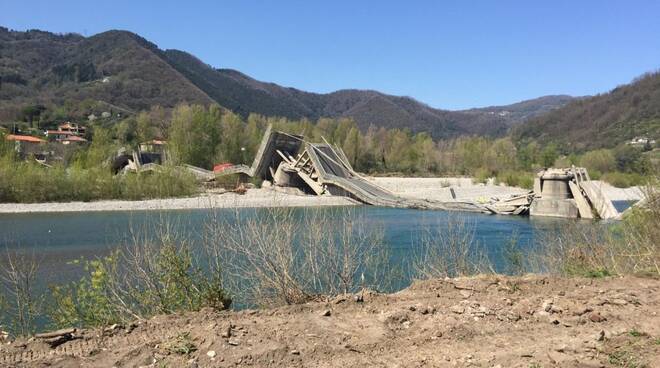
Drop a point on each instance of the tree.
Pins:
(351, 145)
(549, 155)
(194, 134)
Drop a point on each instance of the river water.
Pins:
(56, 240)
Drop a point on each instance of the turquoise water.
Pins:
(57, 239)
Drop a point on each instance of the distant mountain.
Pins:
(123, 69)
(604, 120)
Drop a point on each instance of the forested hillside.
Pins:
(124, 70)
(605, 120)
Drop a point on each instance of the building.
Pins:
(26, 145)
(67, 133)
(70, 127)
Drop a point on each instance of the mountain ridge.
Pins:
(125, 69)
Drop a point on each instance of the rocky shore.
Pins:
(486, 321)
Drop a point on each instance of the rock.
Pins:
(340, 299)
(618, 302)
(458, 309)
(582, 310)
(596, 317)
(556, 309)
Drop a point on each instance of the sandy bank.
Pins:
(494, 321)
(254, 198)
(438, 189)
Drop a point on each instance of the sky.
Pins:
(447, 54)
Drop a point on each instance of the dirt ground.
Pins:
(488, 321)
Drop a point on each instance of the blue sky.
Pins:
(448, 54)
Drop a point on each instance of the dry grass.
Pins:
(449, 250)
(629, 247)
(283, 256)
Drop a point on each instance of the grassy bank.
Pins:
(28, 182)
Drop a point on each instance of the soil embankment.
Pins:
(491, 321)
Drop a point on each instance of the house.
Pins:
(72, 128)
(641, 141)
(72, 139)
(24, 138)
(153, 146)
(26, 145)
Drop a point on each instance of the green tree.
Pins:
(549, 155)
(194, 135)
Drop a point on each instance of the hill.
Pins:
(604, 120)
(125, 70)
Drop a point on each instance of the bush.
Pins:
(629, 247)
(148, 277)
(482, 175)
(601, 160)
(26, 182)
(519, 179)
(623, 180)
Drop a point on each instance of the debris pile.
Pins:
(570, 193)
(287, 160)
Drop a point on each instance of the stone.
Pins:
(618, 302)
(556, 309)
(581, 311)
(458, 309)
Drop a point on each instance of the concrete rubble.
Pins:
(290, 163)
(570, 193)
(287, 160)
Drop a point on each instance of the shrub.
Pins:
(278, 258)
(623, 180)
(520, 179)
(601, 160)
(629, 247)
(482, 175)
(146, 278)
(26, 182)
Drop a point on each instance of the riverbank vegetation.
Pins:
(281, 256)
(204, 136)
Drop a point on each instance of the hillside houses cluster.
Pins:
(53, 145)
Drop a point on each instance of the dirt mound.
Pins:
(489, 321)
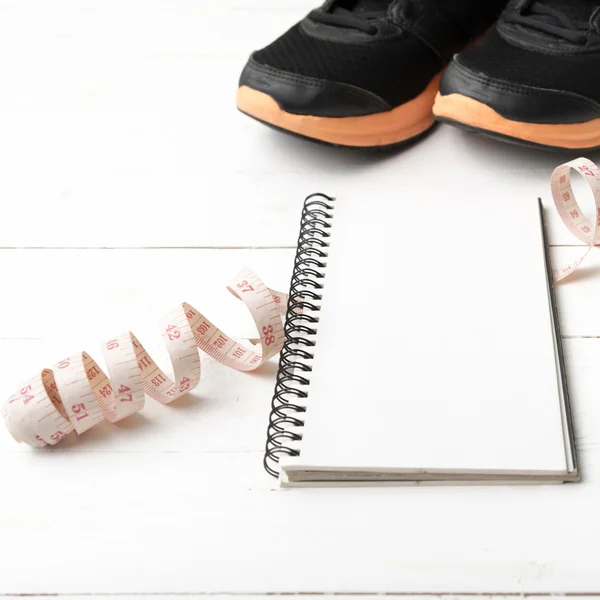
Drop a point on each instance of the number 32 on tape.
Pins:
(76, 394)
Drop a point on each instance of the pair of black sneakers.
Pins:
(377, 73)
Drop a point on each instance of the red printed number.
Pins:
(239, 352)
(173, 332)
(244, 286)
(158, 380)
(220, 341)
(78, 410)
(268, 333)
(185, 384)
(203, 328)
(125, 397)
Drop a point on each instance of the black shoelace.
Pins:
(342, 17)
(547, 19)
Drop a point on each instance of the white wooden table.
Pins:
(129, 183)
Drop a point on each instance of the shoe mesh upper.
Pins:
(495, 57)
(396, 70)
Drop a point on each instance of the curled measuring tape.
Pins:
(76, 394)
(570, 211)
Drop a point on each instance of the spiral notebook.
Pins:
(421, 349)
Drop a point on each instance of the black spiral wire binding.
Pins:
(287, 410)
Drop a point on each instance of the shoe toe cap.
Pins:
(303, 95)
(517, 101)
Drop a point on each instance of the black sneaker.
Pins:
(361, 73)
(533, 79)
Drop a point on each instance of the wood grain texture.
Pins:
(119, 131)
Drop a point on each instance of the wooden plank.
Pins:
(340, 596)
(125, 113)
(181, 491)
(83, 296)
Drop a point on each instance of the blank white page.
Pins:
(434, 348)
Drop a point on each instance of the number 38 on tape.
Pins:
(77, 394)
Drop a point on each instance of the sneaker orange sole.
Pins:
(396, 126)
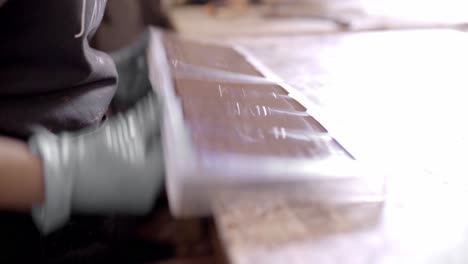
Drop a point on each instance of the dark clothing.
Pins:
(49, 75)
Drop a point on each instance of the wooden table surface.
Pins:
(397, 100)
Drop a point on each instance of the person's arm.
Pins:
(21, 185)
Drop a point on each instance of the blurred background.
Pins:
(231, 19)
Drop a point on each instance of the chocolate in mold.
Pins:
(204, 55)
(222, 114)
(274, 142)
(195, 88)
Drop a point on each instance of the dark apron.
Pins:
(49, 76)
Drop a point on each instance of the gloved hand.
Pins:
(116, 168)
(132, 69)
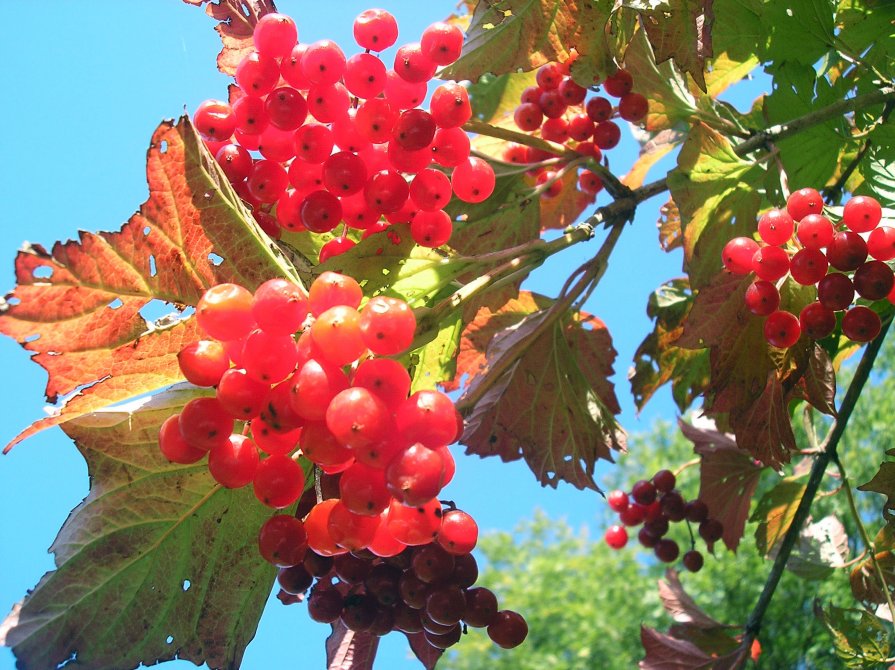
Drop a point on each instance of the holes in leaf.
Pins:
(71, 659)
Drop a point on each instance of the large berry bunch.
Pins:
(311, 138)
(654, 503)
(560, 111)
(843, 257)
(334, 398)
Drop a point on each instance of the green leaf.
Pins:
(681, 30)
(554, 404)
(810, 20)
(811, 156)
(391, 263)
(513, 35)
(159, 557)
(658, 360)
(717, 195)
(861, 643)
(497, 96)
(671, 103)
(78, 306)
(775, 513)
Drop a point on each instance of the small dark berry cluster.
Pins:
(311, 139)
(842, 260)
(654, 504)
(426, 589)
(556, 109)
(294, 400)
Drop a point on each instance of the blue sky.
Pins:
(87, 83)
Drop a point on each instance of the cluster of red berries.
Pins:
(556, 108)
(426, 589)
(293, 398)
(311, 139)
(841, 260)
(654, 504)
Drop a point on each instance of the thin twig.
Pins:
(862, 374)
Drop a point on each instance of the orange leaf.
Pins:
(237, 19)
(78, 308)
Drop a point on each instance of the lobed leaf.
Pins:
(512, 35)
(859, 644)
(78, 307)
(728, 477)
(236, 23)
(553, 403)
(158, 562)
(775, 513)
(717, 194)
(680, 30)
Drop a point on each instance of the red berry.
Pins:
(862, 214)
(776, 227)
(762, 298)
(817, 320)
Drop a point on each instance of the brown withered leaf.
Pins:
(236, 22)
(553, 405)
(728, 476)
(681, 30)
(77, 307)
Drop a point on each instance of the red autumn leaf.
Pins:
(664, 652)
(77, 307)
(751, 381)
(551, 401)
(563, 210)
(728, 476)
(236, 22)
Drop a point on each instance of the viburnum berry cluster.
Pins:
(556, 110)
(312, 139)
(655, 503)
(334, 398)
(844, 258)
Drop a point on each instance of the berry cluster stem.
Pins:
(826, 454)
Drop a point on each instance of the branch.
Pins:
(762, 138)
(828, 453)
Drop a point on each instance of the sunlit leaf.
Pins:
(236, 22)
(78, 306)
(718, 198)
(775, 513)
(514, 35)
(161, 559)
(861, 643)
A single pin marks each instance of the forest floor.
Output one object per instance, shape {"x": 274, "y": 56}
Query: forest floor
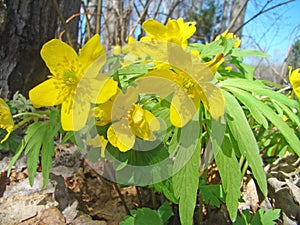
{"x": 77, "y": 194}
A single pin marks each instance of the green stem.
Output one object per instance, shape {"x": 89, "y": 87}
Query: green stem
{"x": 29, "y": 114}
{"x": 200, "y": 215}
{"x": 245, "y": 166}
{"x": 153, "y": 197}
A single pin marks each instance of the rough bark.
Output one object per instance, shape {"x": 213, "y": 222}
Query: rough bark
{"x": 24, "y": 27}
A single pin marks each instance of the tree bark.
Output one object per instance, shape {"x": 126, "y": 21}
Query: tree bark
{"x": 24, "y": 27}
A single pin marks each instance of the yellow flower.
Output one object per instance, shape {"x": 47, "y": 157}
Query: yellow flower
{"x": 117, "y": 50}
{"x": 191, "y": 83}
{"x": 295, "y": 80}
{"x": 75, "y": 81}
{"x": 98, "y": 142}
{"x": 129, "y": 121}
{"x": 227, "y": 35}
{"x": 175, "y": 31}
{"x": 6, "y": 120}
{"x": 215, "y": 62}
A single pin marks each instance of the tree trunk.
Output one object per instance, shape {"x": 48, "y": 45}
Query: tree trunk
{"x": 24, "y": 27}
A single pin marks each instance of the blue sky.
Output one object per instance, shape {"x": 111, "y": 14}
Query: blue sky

= = = = =

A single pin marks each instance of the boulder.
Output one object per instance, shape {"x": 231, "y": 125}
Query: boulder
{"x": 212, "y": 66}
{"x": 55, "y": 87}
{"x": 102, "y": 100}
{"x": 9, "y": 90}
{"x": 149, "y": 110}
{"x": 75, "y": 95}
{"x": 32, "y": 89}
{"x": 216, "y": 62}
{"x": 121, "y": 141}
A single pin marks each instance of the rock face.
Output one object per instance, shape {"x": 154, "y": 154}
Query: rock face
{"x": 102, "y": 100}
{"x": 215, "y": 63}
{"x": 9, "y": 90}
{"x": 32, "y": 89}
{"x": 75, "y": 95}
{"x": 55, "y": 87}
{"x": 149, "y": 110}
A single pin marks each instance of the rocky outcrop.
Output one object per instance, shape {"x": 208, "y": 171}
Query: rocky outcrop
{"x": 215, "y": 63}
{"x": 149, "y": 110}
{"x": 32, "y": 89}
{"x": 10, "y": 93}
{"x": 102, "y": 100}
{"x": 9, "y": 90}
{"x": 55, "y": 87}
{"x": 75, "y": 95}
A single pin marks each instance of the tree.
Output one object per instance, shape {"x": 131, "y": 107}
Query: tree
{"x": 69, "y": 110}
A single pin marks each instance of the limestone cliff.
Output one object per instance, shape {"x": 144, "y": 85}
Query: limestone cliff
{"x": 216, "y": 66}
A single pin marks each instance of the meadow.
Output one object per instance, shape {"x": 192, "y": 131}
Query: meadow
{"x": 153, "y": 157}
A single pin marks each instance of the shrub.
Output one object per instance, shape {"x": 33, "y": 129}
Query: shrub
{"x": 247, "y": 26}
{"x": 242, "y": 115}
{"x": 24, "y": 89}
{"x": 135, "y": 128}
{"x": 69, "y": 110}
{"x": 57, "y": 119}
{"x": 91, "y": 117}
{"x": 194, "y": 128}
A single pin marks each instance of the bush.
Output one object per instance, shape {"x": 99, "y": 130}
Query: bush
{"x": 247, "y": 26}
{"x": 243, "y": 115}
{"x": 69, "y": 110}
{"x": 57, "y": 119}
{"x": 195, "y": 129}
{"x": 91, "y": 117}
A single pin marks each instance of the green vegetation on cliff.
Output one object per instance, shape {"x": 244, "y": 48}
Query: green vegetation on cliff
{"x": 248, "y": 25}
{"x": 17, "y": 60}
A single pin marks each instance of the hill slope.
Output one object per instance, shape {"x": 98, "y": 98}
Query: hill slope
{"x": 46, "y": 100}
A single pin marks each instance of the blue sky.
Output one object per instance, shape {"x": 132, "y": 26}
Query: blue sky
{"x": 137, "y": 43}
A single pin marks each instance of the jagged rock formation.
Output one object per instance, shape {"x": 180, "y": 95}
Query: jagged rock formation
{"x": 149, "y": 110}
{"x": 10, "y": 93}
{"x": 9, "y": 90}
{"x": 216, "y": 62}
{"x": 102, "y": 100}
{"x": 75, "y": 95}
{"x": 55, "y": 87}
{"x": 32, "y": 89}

= = = = =

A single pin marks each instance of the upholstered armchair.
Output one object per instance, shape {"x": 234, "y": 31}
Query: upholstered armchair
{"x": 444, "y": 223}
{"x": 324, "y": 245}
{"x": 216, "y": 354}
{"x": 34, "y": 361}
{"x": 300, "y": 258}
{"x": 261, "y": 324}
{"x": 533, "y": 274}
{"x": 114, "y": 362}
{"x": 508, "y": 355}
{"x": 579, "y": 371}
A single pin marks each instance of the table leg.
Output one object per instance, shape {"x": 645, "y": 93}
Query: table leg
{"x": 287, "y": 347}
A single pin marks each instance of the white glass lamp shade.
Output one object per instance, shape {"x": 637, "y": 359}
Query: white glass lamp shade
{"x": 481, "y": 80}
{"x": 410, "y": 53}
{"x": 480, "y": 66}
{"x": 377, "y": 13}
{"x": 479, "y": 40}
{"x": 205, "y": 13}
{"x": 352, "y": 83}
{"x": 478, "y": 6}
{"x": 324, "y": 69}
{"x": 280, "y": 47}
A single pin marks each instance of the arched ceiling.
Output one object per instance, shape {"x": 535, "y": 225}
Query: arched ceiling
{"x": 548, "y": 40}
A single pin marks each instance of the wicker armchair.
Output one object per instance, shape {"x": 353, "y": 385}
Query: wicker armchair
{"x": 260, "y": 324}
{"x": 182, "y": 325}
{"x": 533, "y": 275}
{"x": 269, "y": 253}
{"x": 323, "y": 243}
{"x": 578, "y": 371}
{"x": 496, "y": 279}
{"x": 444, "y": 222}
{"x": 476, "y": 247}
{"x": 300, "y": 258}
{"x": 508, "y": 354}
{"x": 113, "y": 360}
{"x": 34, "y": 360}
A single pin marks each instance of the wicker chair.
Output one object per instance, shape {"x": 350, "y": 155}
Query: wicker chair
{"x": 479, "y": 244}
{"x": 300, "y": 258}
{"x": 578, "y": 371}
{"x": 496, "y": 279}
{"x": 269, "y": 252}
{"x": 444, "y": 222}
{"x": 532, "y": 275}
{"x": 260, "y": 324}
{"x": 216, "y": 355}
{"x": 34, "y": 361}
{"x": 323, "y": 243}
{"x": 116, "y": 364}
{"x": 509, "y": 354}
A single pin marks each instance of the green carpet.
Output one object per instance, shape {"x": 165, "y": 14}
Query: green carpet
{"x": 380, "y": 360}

= = = = =

When you reach the line with "Drop a point on each instance of the branch." in the records above, start writing out each line exactly, and stop after the line with "A single pin marks each instance of the green stem.". Pictures stay out.

Drop a point on each instance of the branch.
Pins:
(762, 138)
(828, 453)
Drop a point on each instance of the sunlit leaf.
Pins:
(236, 22)
(78, 306)
(718, 198)
(775, 513)
(514, 35)
(161, 559)
(861, 643)
A single pin marks each instance of the forest floor.
Output one object per instance, shape {"x": 274, "y": 56}
Query: forest floor
{"x": 77, "y": 194}
A single pin marks each instance of the green stem.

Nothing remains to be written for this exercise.